### [TASK]
The records that follow must be reproduced in full, exactly as written.

### [SOURCE MATERIAL]
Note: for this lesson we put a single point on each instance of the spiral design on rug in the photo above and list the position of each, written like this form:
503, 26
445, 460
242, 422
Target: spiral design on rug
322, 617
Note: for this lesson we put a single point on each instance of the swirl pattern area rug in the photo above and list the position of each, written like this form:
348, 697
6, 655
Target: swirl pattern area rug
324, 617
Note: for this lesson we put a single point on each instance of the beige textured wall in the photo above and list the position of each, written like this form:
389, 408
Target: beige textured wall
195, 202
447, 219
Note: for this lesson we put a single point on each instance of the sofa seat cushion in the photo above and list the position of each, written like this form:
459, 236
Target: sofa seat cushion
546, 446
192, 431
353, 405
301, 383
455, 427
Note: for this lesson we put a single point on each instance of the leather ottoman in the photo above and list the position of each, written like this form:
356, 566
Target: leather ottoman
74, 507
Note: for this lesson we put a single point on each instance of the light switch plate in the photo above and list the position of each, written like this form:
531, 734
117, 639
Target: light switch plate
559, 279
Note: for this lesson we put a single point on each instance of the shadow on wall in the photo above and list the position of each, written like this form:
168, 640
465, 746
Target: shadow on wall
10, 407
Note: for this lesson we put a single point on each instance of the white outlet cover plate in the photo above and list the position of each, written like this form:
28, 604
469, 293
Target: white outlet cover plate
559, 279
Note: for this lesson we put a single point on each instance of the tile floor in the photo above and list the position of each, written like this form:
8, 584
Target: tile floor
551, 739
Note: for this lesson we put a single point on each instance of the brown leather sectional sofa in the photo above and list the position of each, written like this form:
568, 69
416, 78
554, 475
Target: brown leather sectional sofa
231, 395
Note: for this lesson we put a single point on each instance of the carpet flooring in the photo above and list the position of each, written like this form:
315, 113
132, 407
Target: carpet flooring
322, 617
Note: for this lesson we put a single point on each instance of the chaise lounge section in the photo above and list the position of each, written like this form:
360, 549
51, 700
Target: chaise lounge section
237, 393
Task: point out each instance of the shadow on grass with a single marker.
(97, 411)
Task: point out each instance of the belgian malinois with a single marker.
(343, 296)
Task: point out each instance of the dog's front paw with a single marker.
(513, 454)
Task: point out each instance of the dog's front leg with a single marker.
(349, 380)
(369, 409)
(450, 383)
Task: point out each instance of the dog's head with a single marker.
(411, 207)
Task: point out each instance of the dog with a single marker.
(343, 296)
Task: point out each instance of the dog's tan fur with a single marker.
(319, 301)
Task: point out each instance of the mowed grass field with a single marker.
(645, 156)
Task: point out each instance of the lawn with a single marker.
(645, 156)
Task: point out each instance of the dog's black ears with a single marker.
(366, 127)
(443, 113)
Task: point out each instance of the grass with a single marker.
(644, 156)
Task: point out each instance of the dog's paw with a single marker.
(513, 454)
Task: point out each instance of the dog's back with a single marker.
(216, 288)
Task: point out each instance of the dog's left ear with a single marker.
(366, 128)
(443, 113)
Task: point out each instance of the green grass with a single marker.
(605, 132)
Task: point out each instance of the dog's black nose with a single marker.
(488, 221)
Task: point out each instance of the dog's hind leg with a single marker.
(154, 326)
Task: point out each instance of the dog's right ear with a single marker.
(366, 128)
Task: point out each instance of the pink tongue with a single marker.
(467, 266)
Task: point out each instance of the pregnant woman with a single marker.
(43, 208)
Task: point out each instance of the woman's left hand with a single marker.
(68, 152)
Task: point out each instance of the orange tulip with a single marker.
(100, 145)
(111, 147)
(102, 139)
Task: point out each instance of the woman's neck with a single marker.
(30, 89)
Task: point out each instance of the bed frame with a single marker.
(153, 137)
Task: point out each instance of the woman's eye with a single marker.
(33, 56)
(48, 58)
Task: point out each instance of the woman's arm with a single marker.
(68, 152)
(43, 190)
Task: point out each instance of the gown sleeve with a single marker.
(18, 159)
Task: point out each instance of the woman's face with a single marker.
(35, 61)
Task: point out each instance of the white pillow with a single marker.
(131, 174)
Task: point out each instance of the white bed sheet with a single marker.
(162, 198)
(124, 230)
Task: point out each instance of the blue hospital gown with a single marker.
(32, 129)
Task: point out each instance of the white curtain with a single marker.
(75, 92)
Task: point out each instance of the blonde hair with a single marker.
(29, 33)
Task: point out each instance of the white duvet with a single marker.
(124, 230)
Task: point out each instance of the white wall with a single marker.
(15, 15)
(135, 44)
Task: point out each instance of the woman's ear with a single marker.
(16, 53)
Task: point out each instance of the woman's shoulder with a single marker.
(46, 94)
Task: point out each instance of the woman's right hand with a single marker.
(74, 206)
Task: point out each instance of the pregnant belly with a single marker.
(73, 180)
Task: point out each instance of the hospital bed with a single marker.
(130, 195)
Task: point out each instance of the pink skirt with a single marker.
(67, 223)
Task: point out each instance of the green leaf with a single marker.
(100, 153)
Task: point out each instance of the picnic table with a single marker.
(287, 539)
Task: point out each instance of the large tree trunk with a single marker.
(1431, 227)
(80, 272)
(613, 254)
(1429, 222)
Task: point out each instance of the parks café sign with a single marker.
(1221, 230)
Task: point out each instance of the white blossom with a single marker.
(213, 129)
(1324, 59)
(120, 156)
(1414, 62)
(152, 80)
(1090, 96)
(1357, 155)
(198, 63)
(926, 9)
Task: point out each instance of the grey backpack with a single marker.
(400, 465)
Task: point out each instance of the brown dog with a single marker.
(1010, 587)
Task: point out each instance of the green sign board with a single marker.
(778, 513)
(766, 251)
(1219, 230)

### [SOLVED EXERCISE]
Note: for this lesson we put a single point on each instance of the spiral design on rug in the photo above and list the position of each, written like this form:
503, 26
445, 460
242, 422
Target: spiral design on rug
322, 617
Note: for this lesson we put a single point on each instance of the swirl pattern area rug in the photo above and list the position of each, written like this form:
348, 697
6, 655
Target: swirl pattern area rug
324, 617
Note: for this lesson we put a single point on each instance of the beige textured wall in the photo above and list the position of each, written like this form:
389, 408
Target: beige textured wall
195, 202
447, 219
Note: for this lesson we put a single point on each instance of the sofa seat cushion in the photo above and list the position of each, written like this form:
459, 236
Target: sofa seat cushion
546, 446
192, 431
353, 405
301, 383
455, 427
Note: for this lesson we put a single point on each instance of the leather ottoman in the photo above and list the position of each, written like this form:
356, 566
Target: leather ottoman
74, 507
Note: for this lesson we put a single point on each instance of the light switch plate in the photo above and list the position of each, written like this form:
531, 734
117, 639
Target: light switch plate
559, 279
Note: for this lesson we put a single point on each instance of the shadow on wall in the photo above and list the position of each, written like this form:
168, 640
465, 746
Target: shadow on wall
10, 407
Note: for this lesson we put a single point on each instance of the white outlet cover plate in the photo above and list the position of each, written like this form:
28, 604
469, 293
Target: white outlet cover plate
559, 279
Note: for this lesson we put a single point on each instance of the tile floor in the photo above and list the position of each, written like this form:
8, 584
Target: tile floor
551, 739
Note: for this lesson we put a single point on each instance of the brown leather sectional sofa in the photo above and list the position of each, written like this form:
568, 69
416, 78
554, 475
Target: brown leather sectional sofa
231, 395
Note: for this lesson we put a single point on each instance of the carpet flooring in the photo above and list the position of each, written like this form:
315, 113
132, 407
Target: carpet flooring
322, 617
Note: for this lesson we put a single point on each instance of the chaise lounge section in the photo above and list the position of each, written like this form:
360, 549
51, 700
Target: chaise lounge section
237, 393
Task: point out each instance of the shadow on grass with a single marker.
(97, 411)
Task: point out each instance of the belgian malinois with a single marker.
(343, 296)
Task: point out each instance of the dog's front paw with a single marker.
(513, 454)
Task: point out each instance of the dog's front leg with a single marker.
(349, 380)
(369, 409)
(450, 383)
Task: point out each instance of the dog's head with a single marker.
(411, 207)
Task: point out each instance of the dog with a single marker.
(343, 296)
Task: point out each instance of the dog's tan fur with a single marker.
(319, 301)
Task: point out each instance of the mowed grass field with a single marker.
(645, 156)
Task: point out each instance of the lawn with a single marker.
(645, 156)
Task: point out each instance of the dog's black ears with a single marker.
(366, 127)
(443, 113)
Task: point out each instance of the grass with a single marker.
(644, 156)
Task: point out each instance of the dog's paw with a single marker.
(513, 454)
Task: point out each instance of the dog's back with a single marker.
(216, 288)
Task: point out each instance of the dog's left ear with a single marker.
(366, 128)
(443, 113)
Task: point out each instance of the green grass with a single marker.
(605, 132)
Task: point out each instance of the dog's black nose with a single marker.
(488, 221)
Task: point out each instance of the dog's hind leg with a single marker.
(154, 326)
Task: point out each instance of the dog's right ear with a single marker.
(366, 128)
Task: point out each instance of the pink tongue with a single marker.
(467, 266)
Task: point out each instance of the pregnant woman with a single marker.
(43, 208)
Task: point out each instance of the woman's left hand with a single marker.
(68, 152)
Task: point out each instance of the orange tulip with a single marker.
(100, 145)
(111, 147)
(102, 139)
Task: point out each instance of the woman's neck with a single marker.
(30, 89)
Task: point out each instance of the bed frame with a single marker.
(153, 137)
Task: point out each instance of the woman's eye with a single marker.
(33, 56)
(48, 58)
Task: point out each instance of the woman's arm with a single marker.
(68, 152)
(43, 190)
Task: point out each instance of the gown sleeve with a single marker.
(18, 159)
Task: point out each instance of the woman's face with a single marker.
(35, 61)
Task: point out each instance of the white pillow with a single marker.
(131, 174)
Task: point out each instance of the white bed sheet with a single marker.
(162, 198)
(124, 230)
Task: point out each instance of the blue hospital gown with a single marker.
(32, 129)
Task: point out each instance of the white curtain with a single marker.
(75, 92)
Task: point out each instance of the blonde hair with a single marker.
(29, 33)
Task: point out each instance of the white duvet with a single marker.
(124, 230)
Task: point out each instance of the white wall with a single marker.
(15, 15)
(135, 44)
Task: point out each instance of the woman's ear with a single marker.
(16, 53)
Task: point out each instance of the woman's shoulder with a single marker.
(46, 94)
Task: point out each instance of the woman's right hand with a single marker.
(74, 206)
Task: point out each instance of the pregnant belly with a single marker.
(73, 180)
Task: point out each instance of the hospital bed with a single marker.
(130, 195)
Task: point out each instance of the pink skirt with a single marker.
(67, 223)
Task: point out each instance of the green leaf with a single marker.
(100, 153)
Task: point out each instance of the picnic table with a single marker.
(287, 539)
Task: point out each instance of the large tree trunk with a single marker.
(1431, 227)
(80, 272)
(613, 254)
(1429, 222)
Task: point out each instance of the parks café sign with a single marker.
(1221, 230)
Task: point out each instance of the white blossom with a single marker.
(213, 129)
(1324, 59)
(120, 156)
(1414, 62)
(152, 80)
(1090, 96)
(1357, 155)
(198, 63)
(926, 9)
Task: point out each instance of the grey backpack with a single marker.
(400, 465)
Task: point out each instance of the brown dog with a single marker.
(1010, 587)
Task: point out each instance of the green sign board with a single marker.
(778, 513)
(766, 251)
(1219, 230)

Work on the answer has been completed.